Saved data entries
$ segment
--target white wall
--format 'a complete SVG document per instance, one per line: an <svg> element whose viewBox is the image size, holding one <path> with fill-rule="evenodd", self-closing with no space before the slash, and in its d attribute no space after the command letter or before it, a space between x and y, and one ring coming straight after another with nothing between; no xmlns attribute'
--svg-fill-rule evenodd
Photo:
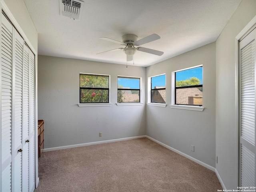
<svg viewBox="0 0 256 192"><path fill-rule="evenodd" d="M256 1L242 1L216 42L216 168L227 189L238 184L235 38L256 14Z"/></svg>
<svg viewBox="0 0 256 192"><path fill-rule="evenodd" d="M148 67L147 77L166 74L166 104L171 104L172 72L203 65L202 112L147 106L146 135L215 166L215 43ZM190 145L195 146L194 152Z"/></svg>
<svg viewBox="0 0 256 192"><path fill-rule="evenodd" d="M145 135L145 68L41 55L38 65L38 119L46 122L46 148ZM110 75L111 106L78 106L80 73ZM118 76L142 78L142 106L116 106Z"/></svg>

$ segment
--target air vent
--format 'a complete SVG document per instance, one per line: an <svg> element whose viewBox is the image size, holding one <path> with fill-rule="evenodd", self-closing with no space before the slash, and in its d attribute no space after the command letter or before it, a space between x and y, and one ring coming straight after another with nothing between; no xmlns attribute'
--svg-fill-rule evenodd
<svg viewBox="0 0 256 192"><path fill-rule="evenodd" d="M81 0L60 0L60 15L74 19L80 19L84 2Z"/></svg>

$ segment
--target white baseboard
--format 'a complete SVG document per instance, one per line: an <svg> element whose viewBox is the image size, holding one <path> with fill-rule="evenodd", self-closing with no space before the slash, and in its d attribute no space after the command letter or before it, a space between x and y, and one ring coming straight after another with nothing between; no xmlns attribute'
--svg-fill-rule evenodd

▶ PROBLEM STATEMENT:
The pictures should not be reproduced; quote all of the other material exactly.

▶ RESPONSE TO THIS EXERCISE:
$ segment
--target white wall
--format 'a complete SVG document per instance, one per line: an <svg> element whose viewBox is the image size, holding one <path> with fill-rule="evenodd", self-closing with no space before the slash, and in its d attribute no space after the command letter or before it, a space between x and y, and one ring coming straight after another with nothing between; no xmlns attribute'
--svg-fill-rule evenodd
Photo:
<svg viewBox="0 0 256 192"><path fill-rule="evenodd" d="M256 1L242 1L216 42L216 168L227 189L238 184L235 38L256 14Z"/></svg>
<svg viewBox="0 0 256 192"><path fill-rule="evenodd" d="M148 67L147 77L166 74L166 104L171 104L172 72L203 65L202 112L147 106L146 135L215 166L215 43ZM190 145L195 146L194 152Z"/></svg>
<svg viewBox="0 0 256 192"><path fill-rule="evenodd" d="M145 135L145 68L41 55L38 65L38 119L46 122L46 148ZM110 75L111 106L78 106L80 73ZM118 76L142 78L142 106L116 106Z"/></svg>

$ segment
--target air vent
--format 'a complete SVG document per instance, one per line: an <svg> element whose viewBox is the image size, holding one <path> with fill-rule="evenodd", self-closing with no space before the slash, and in its d attribute no space after the command letter or before it, a space between x and y, and one ring coming straight after another with nothing between; no xmlns attribute'
--svg-fill-rule evenodd
<svg viewBox="0 0 256 192"><path fill-rule="evenodd" d="M81 0L60 0L60 15L74 19L80 19L84 2Z"/></svg>

$ segment
--target white baseboard
--format 'a complete SVG document per instance, one per line: an <svg> element whose viewBox is the image size, holding one <path> with fill-rule="evenodd", self-closing with no space before the slash, and in its d attribute no space after the command letter or before it, a space between x and y, and one ring coming straight after another with nothing between; no xmlns attribute'
--svg-fill-rule evenodd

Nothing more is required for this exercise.